= Prompt =
Note every line in the entries that contains the string "windshield", and copy it.
══ Information given ══
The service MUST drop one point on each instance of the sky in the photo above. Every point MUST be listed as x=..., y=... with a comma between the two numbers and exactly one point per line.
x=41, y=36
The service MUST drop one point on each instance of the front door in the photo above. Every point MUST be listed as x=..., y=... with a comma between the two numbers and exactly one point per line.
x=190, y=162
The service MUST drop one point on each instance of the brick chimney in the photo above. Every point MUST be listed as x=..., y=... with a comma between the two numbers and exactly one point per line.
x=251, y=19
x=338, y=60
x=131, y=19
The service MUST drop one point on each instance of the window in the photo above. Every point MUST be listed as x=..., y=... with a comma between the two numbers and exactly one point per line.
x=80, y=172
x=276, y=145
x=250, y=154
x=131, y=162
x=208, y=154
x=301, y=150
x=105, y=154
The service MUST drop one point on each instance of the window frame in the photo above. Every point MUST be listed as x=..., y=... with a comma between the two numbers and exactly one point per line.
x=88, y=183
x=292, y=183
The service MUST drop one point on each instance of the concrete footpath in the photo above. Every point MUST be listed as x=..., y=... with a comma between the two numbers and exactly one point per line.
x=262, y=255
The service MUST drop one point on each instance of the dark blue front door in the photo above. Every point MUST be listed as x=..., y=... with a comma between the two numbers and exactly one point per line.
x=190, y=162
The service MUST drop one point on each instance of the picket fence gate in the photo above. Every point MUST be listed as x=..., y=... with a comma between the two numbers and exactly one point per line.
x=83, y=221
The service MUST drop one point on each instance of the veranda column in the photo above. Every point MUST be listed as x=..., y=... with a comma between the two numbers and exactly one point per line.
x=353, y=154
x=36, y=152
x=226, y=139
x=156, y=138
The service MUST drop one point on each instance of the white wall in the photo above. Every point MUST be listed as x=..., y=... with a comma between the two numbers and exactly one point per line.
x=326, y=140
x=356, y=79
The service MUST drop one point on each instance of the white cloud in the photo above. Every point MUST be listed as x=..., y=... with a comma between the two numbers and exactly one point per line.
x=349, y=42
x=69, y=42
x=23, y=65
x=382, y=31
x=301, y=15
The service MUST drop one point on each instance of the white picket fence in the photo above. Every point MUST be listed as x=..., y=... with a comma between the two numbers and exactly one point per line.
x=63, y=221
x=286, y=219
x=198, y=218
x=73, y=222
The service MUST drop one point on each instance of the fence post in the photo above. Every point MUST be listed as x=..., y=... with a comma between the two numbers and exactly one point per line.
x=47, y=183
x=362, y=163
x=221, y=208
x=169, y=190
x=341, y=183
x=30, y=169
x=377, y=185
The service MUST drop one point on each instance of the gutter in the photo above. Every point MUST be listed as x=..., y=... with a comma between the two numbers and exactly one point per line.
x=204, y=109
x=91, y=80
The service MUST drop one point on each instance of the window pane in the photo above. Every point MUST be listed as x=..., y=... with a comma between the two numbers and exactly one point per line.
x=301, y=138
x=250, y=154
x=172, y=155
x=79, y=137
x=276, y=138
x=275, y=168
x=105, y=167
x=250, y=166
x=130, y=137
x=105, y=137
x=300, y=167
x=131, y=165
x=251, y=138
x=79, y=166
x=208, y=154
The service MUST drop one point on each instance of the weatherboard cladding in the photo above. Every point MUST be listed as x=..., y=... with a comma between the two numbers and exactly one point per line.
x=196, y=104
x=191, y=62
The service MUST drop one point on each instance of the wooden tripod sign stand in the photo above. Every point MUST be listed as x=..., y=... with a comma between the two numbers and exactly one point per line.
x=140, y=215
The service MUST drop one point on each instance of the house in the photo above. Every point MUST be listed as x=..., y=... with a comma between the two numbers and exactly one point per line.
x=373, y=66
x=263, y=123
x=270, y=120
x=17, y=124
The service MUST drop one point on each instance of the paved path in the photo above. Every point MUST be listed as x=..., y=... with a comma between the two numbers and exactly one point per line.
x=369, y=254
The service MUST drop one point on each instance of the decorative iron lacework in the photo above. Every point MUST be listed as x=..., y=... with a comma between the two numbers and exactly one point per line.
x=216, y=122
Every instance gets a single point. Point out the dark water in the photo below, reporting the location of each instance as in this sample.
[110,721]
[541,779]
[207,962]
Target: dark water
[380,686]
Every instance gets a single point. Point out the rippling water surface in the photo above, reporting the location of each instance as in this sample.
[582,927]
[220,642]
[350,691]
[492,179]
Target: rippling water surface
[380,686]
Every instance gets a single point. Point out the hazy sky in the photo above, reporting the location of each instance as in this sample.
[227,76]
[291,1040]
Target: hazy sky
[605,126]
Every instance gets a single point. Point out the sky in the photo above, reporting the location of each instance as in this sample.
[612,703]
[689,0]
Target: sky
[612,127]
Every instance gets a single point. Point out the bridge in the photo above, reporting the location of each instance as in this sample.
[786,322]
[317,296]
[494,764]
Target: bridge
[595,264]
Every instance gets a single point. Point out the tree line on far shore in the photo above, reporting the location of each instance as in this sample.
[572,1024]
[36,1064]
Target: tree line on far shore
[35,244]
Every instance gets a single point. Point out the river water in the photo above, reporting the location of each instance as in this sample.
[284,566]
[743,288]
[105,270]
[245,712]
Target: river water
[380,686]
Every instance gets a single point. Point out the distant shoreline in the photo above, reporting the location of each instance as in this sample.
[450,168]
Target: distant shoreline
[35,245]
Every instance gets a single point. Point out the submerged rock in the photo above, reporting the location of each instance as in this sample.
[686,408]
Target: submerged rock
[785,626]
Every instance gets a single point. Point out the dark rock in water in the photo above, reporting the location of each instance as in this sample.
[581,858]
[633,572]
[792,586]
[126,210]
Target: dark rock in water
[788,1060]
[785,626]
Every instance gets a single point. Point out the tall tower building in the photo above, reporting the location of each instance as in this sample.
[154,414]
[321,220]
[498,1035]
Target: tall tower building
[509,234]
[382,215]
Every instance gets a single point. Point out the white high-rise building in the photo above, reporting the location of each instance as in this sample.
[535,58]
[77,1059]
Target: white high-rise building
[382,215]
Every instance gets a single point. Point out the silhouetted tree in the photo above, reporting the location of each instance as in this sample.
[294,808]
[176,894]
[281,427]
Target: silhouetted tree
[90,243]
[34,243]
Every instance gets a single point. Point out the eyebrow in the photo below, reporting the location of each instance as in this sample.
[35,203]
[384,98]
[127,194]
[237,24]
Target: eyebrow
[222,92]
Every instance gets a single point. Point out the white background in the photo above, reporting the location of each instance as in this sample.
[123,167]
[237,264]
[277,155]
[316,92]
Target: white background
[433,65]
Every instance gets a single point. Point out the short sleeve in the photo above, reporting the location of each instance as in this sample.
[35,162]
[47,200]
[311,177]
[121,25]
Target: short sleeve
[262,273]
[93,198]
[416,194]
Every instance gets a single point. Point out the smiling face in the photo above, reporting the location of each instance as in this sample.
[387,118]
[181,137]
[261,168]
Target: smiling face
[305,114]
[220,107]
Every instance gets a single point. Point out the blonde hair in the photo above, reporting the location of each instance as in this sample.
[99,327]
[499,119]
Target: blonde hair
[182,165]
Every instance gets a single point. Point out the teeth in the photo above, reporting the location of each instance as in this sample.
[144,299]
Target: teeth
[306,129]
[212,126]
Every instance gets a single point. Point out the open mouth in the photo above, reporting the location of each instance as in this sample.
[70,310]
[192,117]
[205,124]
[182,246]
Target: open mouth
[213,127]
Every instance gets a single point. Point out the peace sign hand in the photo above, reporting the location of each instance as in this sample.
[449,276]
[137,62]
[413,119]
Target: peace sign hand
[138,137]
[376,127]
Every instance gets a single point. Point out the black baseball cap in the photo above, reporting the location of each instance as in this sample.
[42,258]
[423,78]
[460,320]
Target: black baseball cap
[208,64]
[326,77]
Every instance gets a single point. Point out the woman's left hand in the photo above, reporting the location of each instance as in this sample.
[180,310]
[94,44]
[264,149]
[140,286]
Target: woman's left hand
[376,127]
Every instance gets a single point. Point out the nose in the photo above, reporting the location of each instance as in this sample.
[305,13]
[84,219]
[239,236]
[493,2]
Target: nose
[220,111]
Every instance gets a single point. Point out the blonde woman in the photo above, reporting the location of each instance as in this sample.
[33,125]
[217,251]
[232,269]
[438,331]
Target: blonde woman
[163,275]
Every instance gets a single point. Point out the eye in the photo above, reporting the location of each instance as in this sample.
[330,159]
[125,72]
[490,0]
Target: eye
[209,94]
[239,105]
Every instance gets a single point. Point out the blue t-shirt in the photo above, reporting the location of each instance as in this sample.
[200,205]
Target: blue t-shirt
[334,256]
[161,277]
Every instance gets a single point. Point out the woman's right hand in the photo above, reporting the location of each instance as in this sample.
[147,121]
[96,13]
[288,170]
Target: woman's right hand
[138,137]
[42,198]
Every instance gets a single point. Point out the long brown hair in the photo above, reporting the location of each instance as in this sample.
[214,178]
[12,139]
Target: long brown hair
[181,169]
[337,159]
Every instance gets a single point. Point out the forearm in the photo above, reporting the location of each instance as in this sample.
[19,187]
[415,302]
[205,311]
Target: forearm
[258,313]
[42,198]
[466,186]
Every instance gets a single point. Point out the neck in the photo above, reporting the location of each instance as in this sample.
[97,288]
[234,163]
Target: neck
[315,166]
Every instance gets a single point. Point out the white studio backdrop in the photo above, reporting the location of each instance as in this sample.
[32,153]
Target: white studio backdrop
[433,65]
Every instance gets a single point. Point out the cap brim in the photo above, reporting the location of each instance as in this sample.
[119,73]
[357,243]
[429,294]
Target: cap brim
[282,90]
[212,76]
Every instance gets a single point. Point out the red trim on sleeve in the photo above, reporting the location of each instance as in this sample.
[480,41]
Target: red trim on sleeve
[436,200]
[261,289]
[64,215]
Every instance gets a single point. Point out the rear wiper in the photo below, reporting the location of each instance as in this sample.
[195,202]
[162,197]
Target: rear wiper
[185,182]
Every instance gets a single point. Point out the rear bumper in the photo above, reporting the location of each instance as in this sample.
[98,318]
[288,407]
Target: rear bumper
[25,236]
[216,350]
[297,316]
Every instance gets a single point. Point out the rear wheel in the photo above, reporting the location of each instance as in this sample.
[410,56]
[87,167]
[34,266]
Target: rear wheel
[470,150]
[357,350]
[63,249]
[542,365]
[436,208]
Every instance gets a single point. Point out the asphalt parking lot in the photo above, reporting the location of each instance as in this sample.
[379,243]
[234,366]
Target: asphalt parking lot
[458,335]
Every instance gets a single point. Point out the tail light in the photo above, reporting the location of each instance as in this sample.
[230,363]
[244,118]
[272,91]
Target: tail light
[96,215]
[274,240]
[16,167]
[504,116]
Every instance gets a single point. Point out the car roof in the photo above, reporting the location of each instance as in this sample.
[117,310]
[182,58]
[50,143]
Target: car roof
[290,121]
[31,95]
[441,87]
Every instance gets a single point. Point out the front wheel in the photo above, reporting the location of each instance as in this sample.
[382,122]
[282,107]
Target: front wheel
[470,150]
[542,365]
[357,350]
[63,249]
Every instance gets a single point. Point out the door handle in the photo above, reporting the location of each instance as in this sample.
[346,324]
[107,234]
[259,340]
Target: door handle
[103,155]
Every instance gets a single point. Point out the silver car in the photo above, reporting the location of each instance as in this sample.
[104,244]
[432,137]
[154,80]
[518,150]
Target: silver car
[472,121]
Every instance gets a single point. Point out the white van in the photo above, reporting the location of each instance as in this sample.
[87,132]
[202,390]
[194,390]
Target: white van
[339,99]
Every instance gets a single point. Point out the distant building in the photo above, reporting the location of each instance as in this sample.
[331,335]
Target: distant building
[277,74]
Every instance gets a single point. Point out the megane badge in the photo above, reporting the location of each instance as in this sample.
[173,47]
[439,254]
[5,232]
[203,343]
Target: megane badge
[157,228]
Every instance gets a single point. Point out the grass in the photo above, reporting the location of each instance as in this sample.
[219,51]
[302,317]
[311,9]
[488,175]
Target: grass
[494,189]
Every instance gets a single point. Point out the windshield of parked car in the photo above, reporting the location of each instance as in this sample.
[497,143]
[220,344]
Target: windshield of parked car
═══
= Solution for this exercise =
Every instance gets a single point. Point out the windshield of parked car in the photo above, reporting the location of each instance as in this sample.
Target: windshield of parked car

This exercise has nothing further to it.